• **THE EXERCISE**: Pick out each line of the listing below that includes the string "provide", matching uppercase and lowercase exactly.
━━ EXCERPTED DATA ━━
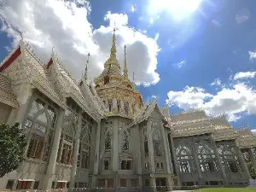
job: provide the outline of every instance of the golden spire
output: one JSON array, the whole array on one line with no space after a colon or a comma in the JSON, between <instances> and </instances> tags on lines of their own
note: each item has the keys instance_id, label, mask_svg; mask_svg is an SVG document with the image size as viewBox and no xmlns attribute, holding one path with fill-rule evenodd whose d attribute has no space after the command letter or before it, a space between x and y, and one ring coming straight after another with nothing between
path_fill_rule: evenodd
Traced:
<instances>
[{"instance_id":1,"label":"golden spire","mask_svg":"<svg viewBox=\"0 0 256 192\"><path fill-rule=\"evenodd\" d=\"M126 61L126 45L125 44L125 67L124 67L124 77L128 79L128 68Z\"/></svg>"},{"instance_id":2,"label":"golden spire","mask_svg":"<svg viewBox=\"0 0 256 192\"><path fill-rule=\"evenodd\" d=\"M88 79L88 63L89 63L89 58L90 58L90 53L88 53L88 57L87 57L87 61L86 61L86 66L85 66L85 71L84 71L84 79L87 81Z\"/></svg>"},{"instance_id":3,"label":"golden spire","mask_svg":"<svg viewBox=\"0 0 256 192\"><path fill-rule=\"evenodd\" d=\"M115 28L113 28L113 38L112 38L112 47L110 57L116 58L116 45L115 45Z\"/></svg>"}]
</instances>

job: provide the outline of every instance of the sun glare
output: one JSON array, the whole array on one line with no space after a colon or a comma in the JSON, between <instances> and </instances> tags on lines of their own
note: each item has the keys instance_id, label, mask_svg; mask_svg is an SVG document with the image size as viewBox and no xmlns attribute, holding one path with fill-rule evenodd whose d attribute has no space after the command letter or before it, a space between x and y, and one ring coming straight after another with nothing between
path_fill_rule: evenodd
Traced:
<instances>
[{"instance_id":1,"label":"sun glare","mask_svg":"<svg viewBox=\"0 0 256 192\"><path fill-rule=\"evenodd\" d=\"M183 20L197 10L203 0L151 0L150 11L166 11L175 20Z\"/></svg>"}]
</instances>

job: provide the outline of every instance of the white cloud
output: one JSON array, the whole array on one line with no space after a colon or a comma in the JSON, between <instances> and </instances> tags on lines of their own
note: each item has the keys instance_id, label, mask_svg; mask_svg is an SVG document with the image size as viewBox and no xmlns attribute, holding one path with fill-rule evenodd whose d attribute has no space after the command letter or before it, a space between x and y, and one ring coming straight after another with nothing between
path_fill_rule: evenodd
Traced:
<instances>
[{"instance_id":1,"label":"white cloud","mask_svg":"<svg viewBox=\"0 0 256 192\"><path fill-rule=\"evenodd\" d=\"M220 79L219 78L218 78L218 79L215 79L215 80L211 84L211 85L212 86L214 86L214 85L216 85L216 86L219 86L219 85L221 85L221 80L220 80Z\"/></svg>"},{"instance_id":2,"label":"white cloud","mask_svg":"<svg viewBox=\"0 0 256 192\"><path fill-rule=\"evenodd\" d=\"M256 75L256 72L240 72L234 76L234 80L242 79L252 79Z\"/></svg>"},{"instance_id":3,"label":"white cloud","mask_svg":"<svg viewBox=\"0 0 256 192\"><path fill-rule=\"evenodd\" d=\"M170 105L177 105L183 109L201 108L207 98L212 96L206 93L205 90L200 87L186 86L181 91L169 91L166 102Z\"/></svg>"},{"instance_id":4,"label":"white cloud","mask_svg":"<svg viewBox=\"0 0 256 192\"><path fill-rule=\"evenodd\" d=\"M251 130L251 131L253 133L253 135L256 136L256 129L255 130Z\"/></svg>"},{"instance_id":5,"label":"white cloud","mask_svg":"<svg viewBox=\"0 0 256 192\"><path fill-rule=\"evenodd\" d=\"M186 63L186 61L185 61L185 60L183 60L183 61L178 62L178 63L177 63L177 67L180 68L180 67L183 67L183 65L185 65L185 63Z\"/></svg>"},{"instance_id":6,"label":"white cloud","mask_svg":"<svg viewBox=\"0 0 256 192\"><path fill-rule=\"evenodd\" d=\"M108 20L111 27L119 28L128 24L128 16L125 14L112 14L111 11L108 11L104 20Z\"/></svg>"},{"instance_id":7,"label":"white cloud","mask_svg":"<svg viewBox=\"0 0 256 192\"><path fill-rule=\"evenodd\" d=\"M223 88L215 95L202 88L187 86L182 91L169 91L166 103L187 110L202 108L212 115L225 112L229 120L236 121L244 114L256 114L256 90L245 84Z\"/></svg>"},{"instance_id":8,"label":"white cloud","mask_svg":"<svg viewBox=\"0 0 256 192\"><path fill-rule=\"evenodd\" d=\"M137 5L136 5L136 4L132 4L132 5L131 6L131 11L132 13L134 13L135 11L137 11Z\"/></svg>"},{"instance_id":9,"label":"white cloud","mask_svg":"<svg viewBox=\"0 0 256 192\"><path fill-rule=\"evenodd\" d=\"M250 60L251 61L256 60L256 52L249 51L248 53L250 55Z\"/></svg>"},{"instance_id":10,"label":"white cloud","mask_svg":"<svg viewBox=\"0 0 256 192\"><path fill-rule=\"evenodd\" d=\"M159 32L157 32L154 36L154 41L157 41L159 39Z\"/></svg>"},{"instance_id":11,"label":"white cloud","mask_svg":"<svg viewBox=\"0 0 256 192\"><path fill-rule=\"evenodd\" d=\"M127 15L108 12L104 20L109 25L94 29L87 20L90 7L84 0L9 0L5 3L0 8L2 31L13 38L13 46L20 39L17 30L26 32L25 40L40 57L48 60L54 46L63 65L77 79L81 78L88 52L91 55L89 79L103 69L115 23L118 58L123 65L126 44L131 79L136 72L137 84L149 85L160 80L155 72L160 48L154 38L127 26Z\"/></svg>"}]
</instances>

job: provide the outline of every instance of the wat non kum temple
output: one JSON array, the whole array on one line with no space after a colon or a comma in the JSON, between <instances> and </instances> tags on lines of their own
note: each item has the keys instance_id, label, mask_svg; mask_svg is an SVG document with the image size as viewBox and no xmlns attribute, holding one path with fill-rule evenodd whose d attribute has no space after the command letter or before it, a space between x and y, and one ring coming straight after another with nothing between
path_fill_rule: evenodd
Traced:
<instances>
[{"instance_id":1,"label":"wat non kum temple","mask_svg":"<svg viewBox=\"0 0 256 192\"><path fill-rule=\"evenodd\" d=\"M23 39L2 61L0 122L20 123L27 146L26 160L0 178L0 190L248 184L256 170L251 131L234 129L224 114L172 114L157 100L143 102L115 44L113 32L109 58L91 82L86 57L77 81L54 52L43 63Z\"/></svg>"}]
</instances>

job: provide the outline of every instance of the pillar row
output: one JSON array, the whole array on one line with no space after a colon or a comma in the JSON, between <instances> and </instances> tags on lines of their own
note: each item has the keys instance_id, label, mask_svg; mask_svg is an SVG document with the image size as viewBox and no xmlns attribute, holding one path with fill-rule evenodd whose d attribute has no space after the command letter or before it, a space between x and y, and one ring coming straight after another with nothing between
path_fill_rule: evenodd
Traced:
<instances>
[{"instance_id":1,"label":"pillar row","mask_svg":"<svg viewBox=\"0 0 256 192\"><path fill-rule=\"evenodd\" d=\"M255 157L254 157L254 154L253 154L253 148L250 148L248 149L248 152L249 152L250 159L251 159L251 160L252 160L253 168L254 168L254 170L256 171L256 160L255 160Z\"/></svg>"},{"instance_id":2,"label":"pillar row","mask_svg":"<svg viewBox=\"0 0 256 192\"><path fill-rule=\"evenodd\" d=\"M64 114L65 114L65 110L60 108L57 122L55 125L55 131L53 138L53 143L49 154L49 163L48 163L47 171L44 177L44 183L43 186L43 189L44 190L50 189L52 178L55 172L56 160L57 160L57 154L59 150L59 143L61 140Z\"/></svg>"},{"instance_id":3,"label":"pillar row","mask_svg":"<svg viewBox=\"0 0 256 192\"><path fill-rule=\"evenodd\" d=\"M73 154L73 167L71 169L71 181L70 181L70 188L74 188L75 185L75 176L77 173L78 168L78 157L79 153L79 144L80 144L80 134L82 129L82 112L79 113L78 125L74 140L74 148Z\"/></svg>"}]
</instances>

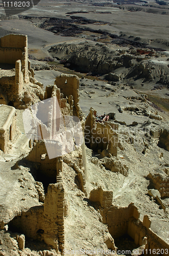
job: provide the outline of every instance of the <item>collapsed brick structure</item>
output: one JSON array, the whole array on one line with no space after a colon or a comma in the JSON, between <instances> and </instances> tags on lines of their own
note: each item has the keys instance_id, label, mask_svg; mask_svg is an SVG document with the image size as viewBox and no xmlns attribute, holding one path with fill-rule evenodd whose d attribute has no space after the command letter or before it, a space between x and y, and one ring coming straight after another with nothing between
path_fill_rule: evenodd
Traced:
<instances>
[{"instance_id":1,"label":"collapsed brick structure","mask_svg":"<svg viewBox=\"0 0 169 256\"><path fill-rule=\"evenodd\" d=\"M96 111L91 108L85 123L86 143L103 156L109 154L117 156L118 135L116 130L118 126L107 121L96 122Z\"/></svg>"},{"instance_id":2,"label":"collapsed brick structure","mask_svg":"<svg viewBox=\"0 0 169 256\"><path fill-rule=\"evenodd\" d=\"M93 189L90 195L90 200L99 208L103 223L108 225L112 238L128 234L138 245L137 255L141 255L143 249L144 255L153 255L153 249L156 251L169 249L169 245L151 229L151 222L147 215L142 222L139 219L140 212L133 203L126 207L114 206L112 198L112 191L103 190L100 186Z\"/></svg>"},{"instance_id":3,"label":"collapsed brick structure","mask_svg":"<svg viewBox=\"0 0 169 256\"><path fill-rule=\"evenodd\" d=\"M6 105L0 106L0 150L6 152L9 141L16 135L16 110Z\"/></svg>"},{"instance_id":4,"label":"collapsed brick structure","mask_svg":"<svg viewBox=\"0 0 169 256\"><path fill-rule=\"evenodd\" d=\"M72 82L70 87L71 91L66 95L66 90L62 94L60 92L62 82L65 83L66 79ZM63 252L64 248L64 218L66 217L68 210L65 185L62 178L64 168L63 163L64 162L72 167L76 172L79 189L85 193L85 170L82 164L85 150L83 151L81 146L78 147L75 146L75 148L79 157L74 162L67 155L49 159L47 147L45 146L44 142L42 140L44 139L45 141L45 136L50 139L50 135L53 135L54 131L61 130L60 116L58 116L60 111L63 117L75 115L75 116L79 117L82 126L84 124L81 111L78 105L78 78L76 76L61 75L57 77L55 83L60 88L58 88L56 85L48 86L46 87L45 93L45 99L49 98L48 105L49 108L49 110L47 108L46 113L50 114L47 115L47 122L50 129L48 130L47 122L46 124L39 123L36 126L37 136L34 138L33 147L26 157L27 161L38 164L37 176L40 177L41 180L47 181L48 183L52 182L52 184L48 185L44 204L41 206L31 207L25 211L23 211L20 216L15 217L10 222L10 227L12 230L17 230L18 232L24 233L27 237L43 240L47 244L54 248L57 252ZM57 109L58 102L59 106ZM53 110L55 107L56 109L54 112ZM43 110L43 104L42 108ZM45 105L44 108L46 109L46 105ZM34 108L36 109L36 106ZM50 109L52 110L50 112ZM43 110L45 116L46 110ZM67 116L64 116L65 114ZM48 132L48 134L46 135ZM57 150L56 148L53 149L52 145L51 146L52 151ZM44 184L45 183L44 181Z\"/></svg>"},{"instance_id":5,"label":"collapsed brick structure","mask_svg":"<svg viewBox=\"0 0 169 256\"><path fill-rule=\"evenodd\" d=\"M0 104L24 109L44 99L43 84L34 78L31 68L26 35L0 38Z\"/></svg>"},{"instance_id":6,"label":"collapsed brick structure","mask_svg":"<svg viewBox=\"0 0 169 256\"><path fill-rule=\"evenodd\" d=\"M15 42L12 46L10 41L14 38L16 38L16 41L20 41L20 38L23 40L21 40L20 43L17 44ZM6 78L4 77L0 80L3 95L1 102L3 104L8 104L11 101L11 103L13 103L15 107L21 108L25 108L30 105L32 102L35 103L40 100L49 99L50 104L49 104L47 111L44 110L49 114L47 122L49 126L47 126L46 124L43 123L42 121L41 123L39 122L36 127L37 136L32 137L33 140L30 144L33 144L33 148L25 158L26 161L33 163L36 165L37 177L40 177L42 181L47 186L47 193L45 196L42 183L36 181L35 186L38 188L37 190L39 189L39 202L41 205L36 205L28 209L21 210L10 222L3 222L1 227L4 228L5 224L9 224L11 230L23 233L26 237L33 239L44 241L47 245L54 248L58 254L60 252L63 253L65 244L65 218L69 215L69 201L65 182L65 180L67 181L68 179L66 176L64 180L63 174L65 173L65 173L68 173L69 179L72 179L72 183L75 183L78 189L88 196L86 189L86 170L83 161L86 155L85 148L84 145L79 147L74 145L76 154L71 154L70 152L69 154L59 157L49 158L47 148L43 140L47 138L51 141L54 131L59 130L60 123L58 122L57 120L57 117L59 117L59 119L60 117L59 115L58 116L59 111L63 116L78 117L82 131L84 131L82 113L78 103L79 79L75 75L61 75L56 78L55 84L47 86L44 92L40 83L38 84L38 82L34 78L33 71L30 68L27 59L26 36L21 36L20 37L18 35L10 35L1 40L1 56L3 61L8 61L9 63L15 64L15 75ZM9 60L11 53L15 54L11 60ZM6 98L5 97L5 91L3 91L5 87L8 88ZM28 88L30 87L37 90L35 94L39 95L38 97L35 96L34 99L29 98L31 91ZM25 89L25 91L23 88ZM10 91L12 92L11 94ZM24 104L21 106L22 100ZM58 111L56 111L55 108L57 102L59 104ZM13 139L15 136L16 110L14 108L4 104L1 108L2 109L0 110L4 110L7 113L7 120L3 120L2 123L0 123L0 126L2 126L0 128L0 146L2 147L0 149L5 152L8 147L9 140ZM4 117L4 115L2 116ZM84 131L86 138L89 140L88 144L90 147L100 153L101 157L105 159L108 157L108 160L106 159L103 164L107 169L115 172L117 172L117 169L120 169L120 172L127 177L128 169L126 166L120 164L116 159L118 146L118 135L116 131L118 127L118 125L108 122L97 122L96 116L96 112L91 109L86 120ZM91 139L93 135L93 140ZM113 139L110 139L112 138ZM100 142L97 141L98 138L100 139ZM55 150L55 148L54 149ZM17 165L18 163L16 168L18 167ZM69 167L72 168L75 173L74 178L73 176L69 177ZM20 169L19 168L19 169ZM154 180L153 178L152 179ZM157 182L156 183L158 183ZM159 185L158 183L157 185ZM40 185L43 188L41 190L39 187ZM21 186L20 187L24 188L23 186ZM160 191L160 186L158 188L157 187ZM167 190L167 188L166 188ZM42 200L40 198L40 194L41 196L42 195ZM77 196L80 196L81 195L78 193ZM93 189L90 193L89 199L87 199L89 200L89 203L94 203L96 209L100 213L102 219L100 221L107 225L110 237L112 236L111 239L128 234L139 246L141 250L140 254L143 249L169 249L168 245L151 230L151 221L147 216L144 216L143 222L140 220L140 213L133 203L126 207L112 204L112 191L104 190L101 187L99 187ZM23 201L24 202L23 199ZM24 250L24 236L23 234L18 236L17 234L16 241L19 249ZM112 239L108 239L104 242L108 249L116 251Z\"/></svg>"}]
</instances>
━━━
• **ANSWER TO THE PROBLEM**:
job: provide the outline of every instance of the golden spire
job: provide the outline of every instance of the sun glare
job: provide the outline of every instance of the white cloud
job: provide the outline of every instance of the wat non kum temple
job: provide the outline of every instance of the pillar row
job: provide the outline of every instance of the <item>collapsed brick structure</item>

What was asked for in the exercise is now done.